Entries from an annotation dataset:
___

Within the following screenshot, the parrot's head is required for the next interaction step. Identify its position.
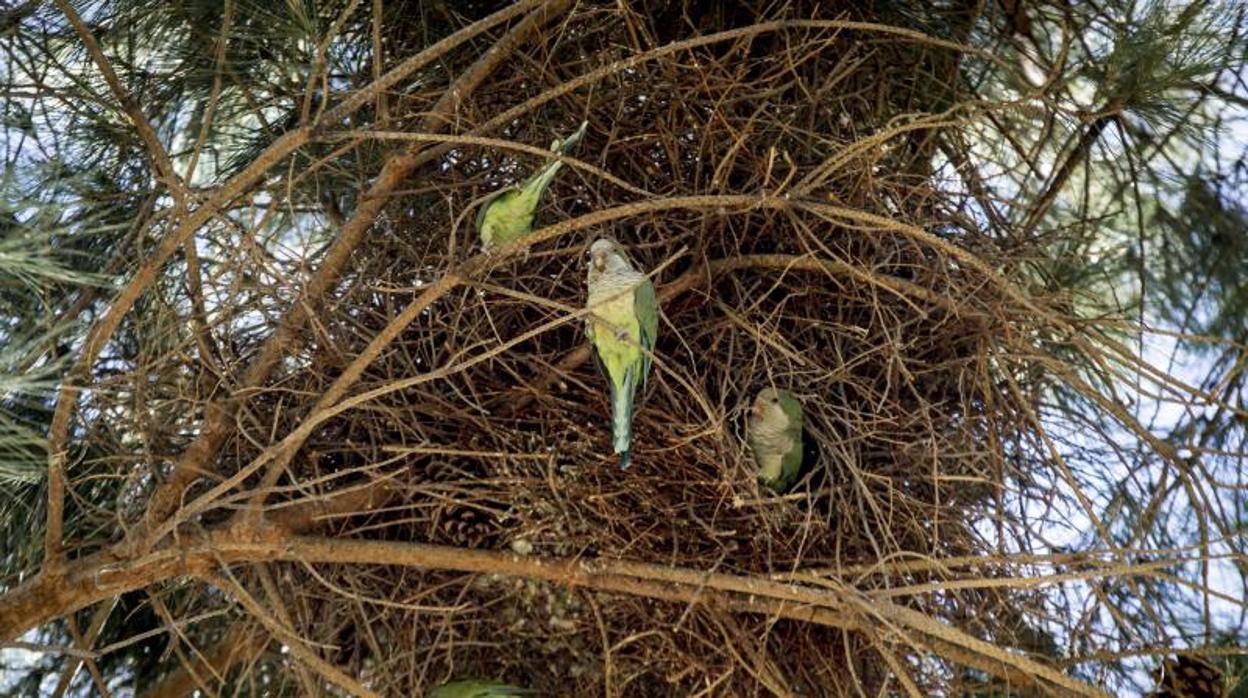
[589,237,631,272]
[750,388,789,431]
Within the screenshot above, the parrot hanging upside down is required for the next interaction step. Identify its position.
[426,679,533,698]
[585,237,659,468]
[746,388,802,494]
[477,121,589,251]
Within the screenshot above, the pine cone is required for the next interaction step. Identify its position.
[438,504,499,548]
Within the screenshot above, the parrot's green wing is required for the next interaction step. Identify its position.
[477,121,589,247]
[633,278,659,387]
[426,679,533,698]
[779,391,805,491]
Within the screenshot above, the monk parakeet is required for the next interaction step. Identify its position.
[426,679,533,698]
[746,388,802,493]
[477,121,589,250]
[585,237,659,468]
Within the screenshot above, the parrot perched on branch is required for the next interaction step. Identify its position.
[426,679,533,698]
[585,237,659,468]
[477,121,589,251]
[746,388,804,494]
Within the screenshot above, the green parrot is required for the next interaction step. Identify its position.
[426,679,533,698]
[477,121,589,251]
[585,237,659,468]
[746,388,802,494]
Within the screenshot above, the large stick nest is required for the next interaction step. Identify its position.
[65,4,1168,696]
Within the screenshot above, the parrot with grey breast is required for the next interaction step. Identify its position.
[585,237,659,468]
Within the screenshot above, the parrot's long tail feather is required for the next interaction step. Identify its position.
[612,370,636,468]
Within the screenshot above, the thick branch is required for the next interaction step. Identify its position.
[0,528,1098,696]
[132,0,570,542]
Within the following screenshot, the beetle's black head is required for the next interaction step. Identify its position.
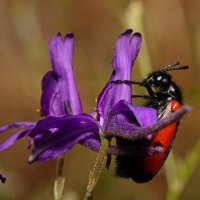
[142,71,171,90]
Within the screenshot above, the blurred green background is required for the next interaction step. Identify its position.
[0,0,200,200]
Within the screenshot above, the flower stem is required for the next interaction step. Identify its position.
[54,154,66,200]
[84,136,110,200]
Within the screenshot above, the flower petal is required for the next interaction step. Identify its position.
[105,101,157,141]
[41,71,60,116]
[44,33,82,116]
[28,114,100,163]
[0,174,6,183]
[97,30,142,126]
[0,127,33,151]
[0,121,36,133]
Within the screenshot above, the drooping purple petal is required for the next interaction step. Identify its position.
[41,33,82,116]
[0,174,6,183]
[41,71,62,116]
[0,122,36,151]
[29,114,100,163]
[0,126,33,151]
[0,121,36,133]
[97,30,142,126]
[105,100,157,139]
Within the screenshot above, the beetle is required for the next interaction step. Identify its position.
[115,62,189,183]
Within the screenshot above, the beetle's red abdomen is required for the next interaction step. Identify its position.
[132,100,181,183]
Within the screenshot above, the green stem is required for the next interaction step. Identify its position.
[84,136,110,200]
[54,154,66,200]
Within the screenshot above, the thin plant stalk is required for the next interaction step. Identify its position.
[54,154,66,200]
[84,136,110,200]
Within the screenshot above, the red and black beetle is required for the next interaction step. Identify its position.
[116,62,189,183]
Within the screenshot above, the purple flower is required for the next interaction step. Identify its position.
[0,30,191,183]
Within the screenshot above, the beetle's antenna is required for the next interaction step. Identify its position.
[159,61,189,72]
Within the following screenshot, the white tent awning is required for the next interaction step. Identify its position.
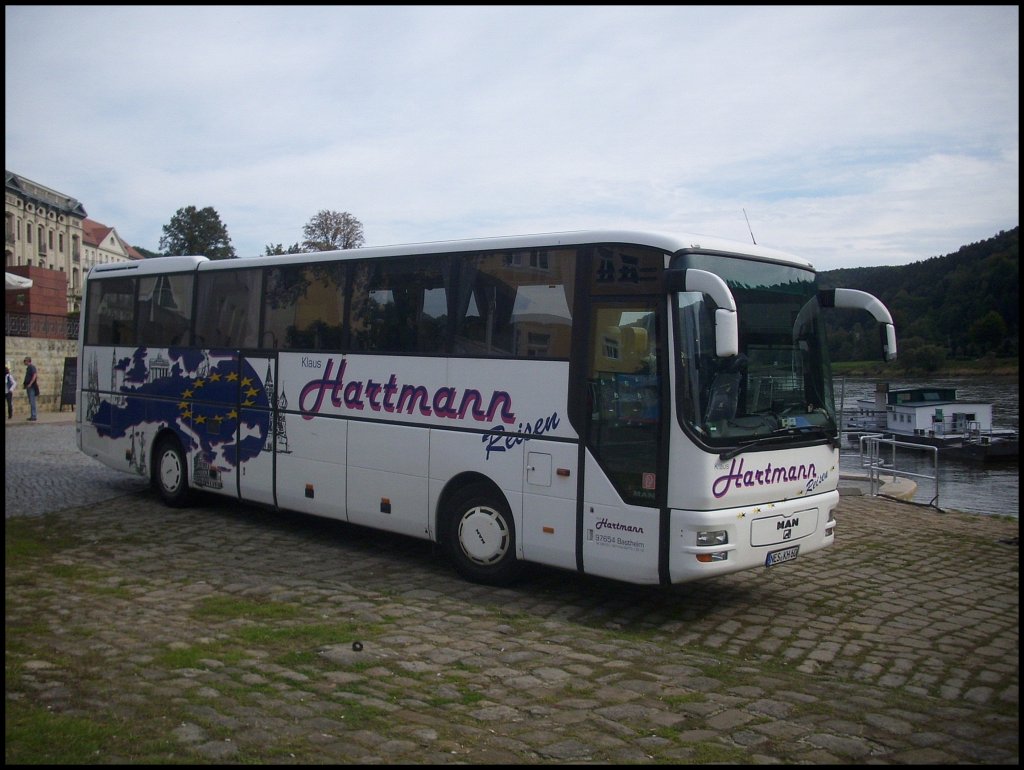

___

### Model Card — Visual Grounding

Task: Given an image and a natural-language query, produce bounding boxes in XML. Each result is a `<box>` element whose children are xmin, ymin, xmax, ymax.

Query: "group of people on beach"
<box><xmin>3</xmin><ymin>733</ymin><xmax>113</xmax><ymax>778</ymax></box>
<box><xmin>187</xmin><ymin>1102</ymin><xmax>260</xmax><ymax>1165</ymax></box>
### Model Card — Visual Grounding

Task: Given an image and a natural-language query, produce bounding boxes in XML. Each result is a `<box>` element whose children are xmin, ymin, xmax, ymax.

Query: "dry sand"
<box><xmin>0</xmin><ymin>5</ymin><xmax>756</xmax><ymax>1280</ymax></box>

___

## [Short problem]
Extract every line from the entries above that contains the word "black".

## [Solution below]
Within the following screenshot, the beetle's black head is required for the next interaction step. Identify its position.
Within the screenshot above, the red and black beetle is required for the next interaction step. Identify its position.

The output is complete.